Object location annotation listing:
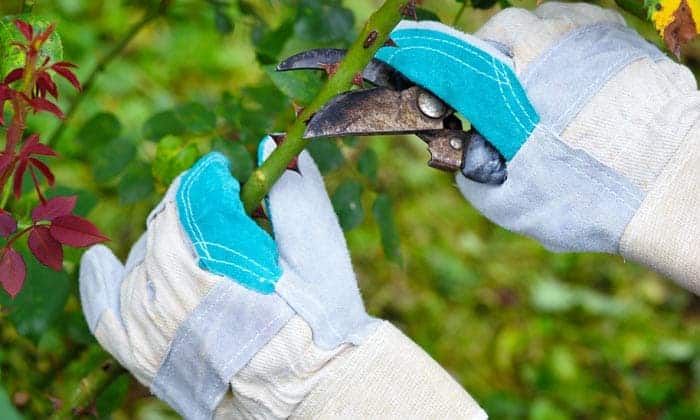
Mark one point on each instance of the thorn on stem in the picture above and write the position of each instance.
(358, 80)
(330, 69)
(371, 38)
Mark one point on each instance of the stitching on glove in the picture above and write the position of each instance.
(198, 234)
(234, 252)
(405, 49)
(444, 41)
(513, 95)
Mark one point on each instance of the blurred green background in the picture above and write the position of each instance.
(529, 333)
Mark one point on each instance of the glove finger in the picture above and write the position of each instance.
(305, 225)
(472, 76)
(101, 276)
(529, 34)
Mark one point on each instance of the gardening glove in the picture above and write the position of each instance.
(219, 319)
(599, 128)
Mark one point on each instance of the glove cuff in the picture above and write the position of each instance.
(388, 377)
(664, 232)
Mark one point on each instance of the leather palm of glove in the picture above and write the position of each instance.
(206, 288)
(219, 320)
(599, 127)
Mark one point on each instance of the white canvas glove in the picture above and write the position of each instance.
(220, 320)
(599, 127)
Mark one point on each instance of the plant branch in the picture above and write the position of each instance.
(104, 61)
(27, 6)
(382, 22)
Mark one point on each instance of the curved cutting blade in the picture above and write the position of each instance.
(376, 72)
(375, 111)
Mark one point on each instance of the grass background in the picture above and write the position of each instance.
(529, 333)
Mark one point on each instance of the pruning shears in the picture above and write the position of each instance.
(395, 105)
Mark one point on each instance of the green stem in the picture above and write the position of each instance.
(27, 6)
(89, 388)
(104, 61)
(382, 21)
(459, 14)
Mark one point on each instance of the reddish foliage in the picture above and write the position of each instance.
(75, 231)
(8, 224)
(53, 224)
(13, 270)
(45, 248)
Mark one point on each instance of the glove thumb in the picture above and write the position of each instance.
(101, 275)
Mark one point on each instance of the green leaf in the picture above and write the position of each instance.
(384, 216)
(99, 129)
(114, 396)
(136, 184)
(324, 22)
(241, 161)
(347, 202)
(300, 85)
(162, 124)
(326, 154)
(8, 410)
(173, 156)
(425, 14)
(111, 159)
(86, 199)
(483, 4)
(270, 42)
(222, 21)
(368, 163)
(41, 300)
(230, 109)
(196, 118)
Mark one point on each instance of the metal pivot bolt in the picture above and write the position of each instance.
(431, 105)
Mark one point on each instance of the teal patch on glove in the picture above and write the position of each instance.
(462, 72)
(226, 240)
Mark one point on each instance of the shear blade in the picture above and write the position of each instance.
(373, 111)
(376, 72)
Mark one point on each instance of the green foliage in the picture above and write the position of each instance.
(530, 334)
(347, 202)
(41, 301)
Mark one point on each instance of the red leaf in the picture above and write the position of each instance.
(19, 175)
(45, 84)
(12, 272)
(42, 37)
(41, 166)
(33, 147)
(67, 74)
(8, 225)
(25, 28)
(54, 207)
(5, 94)
(14, 76)
(45, 248)
(64, 64)
(41, 104)
(75, 231)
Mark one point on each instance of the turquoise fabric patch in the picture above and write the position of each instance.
(476, 84)
(226, 240)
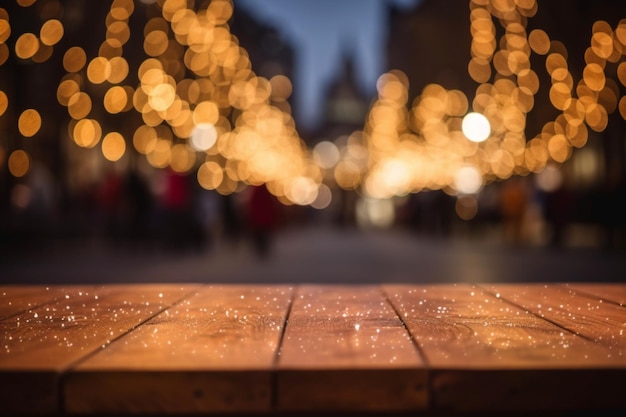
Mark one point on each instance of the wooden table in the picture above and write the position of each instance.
(186, 349)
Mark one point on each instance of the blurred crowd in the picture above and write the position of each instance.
(170, 211)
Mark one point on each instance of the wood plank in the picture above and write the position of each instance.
(39, 344)
(612, 292)
(587, 316)
(344, 348)
(215, 352)
(16, 299)
(488, 355)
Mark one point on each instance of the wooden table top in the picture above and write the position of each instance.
(192, 348)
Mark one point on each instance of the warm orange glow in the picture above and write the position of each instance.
(79, 105)
(51, 32)
(26, 46)
(115, 100)
(86, 133)
(113, 146)
(29, 123)
(4, 102)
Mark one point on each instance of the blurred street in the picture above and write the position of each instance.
(321, 255)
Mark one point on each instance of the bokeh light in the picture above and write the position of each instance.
(476, 127)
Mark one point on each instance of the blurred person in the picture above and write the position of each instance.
(558, 213)
(262, 215)
(109, 200)
(514, 202)
(181, 229)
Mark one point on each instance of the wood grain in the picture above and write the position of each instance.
(214, 352)
(39, 344)
(16, 299)
(612, 292)
(486, 354)
(590, 317)
(344, 348)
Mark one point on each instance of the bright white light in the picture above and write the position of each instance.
(203, 137)
(468, 180)
(476, 127)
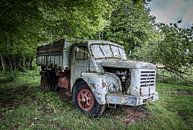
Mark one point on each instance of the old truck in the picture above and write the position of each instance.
(96, 74)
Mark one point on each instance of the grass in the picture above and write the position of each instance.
(24, 106)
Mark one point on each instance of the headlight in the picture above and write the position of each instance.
(112, 88)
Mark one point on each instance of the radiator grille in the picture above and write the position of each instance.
(147, 78)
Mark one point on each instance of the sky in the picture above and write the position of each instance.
(170, 11)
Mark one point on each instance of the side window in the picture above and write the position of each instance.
(82, 54)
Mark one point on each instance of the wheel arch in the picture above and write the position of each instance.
(100, 97)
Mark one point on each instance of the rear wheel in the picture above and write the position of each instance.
(84, 100)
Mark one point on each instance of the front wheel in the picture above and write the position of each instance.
(84, 100)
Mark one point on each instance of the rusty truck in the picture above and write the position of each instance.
(96, 74)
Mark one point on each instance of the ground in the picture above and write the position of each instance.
(24, 106)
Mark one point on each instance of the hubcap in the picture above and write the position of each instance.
(85, 99)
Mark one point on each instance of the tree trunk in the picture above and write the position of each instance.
(31, 61)
(2, 63)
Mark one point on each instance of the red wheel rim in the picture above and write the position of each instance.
(85, 99)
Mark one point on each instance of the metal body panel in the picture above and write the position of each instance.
(55, 54)
(129, 100)
(107, 87)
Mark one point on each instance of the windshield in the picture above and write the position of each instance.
(108, 51)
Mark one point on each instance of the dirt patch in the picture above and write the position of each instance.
(183, 92)
(133, 114)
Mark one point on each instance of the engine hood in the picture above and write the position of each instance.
(126, 64)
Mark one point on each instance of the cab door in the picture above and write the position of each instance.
(79, 63)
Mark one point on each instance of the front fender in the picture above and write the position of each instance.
(98, 84)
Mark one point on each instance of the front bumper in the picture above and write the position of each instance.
(123, 99)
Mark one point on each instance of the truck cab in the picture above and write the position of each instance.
(97, 74)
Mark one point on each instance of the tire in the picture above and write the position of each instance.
(84, 100)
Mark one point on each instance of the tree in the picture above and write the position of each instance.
(25, 24)
(130, 25)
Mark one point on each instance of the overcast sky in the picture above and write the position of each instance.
(168, 11)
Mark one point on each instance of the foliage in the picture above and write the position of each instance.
(25, 24)
(130, 25)
(173, 49)
(27, 107)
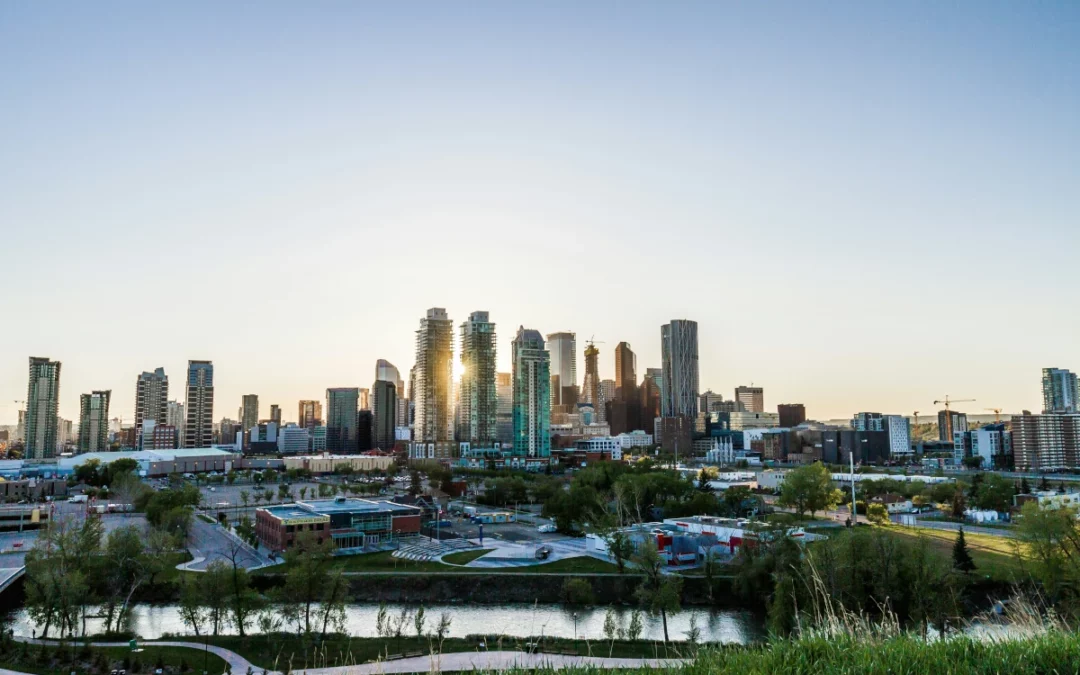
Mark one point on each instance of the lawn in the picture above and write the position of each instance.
(382, 563)
(283, 651)
(995, 556)
(50, 660)
(463, 557)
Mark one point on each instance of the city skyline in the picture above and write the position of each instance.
(842, 157)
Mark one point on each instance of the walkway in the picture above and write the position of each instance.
(446, 662)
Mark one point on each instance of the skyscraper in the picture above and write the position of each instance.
(563, 348)
(751, 397)
(385, 409)
(504, 395)
(341, 406)
(591, 386)
(531, 376)
(434, 375)
(310, 415)
(1060, 391)
(478, 399)
(151, 400)
(42, 403)
(248, 415)
(678, 343)
(94, 421)
(199, 428)
(386, 372)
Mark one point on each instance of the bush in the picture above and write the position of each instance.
(578, 592)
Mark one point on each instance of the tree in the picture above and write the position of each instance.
(809, 488)
(877, 514)
(961, 558)
(659, 593)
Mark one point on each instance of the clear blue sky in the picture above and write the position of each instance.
(865, 205)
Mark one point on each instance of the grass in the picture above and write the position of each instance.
(463, 557)
(385, 563)
(281, 650)
(995, 556)
(50, 660)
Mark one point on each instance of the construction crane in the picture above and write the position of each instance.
(948, 417)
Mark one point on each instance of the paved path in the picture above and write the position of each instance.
(447, 662)
(488, 661)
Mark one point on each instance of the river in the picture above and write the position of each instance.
(728, 626)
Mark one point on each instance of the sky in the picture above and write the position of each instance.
(865, 205)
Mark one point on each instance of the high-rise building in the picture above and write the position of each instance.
(504, 405)
(434, 376)
(385, 409)
(341, 406)
(94, 421)
(365, 431)
(1060, 391)
(563, 348)
(42, 403)
(791, 414)
(310, 415)
(678, 342)
(531, 377)
(478, 397)
(751, 397)
(591, 393)
(248, 415)
(199, 428)
(1045, 442)
(386, 372)
(949, 422)
(151, 400)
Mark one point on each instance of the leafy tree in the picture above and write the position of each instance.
(961, 557)
(659, 593)
(809, 488)
(877, 514)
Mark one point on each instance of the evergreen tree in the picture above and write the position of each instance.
(961, 558)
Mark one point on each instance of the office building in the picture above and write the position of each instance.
(42, 404)
(310, 415)
(248, 415)
(531, 376)
(678, 343)
(791, 414)
(1060, 391)
(1045, 442)
(434, 377)
(341, 406)
(293, 440)
(385, 413)
(94, 421)
(563, 348)
(365, 431)
(151, 400)
(199, 428)
(478, 395)
(949, 422)
(504, 405)
(751, 397)
(591, 393)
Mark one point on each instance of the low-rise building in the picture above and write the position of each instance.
(353, 525)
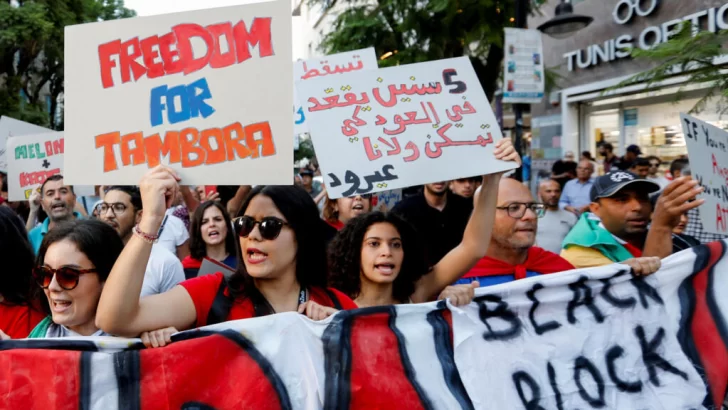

## Stated exercise
Which lines in the listing above contain the word "front"? Report each of them in full.

## Completed task
Mark one point on each instance of the front wheel in the picture above and write the position of each instance.
Mark one point on each instance of the front fender in the picture above and write the position of each instance.
Mark one point on each instance of the front bumper in the picture above and write the position of each instance.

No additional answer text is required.